-- START OF Records for this exercise --

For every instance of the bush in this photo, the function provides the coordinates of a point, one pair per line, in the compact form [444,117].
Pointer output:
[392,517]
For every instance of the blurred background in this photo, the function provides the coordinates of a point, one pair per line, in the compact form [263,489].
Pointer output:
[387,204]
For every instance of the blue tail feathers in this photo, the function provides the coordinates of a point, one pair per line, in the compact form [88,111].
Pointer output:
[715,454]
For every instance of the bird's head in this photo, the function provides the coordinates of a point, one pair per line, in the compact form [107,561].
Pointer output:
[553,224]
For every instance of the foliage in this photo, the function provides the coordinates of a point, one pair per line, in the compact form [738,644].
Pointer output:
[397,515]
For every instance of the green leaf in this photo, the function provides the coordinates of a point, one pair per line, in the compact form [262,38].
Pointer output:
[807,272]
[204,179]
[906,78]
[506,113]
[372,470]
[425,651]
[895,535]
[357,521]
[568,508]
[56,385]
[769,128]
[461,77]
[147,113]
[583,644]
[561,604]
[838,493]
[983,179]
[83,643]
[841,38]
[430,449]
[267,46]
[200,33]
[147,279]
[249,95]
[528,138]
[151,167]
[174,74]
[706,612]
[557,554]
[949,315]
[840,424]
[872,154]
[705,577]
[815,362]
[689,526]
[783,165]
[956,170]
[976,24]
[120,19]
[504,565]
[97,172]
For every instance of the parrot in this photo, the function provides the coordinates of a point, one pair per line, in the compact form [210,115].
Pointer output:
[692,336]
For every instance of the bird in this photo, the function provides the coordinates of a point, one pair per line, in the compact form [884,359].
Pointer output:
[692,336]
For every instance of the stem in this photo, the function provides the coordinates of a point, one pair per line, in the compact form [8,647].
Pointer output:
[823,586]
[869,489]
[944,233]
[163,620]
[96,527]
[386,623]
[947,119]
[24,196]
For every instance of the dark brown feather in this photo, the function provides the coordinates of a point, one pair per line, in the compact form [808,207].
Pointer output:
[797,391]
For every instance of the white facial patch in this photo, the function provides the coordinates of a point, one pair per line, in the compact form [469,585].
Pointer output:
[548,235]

-- END OF Records for this exercise --

=== Set task ===
Return every line of the records above verbatim, in their original order.

=== Solved problem ===
For every instance of the bush in this photo, the function provides the coordinates of a point, one pair per line, in the compact form [444,117].
Pointer output:
[392,517]
For every instance of the blurred background in this photo, the function provides the coordinates of a point, one pair per line, in the compact form [263,489].
Pointer output:
[387,204]
For every instance of the blue tail feathers in this photo, the function provides the coordinates of a point, one pair per line, in the compact form [88,111].
Pointer output:
[715,454]
For every instance of the bird's head in this photo, the function provides the coordinates of a point, one pair per line, in the compact form [107,561].
Pointer output:
[553,224]
For every instance of the foliage in this photo, the function provides the coordinates of a point, one pair per line, in the compact form [738,644].
Pointer output:
[397,515]
For every instance of the green leaf in this photo, the function provides the coordinates of a point, one pair per line, in the compact form [262,38].
Pointer output:
[807,272]
[204,179]
[906,78]
[506,113]
[372,470]
[425,651]
[895,535]
[357,521]
[568,508]
[56,385]
[769,128]
[461,77]
[147,113]
[583,644]
[561,604]
[838,493]
[983,179]
[83,643]
[841,38]
[430,449]
[267,46]
[200,33]
[147,279]
[249,95]
[528,138]
[151,167]
[174,74]
[706,612]
[557,554]
[949,315]
[840,424]
[872,154]
[705,577]
[815,362]
[689,526]
[783,165]
[956,170]
[976,24]
[120,19]
[504,565]
[97,172]
For every instance of the parrot in this photo, the function provides the coordinates of a point, one pair per line, in the compact form [210,115].
Pointer output:
[692,336]
For every instance of the bird in this photo, the function provides the coordinates of a point, one pair per line, in the compact form [884,359].
Pointer output:
[692,336]
For every instance of the stem in this photo, the function provides the coordinates of a point, one pair per line, in the compact form [8,647].
Pointer output:
[823,586]
[869,489]
[944,233]
[163,620]
[96,527]
[386,623]
[947,119]
[24,196]
For every instance of the dark brown feather in this photo, the function provides the coordinates of a point, one pair per line, in the compact form [808,207].
Pointer output:
[797,391]
For every instance of the white facial patch in this photo, the function provides the coordinates of a point, one pair per line, in the compact form [469,585].
Pointer output:
[548,235]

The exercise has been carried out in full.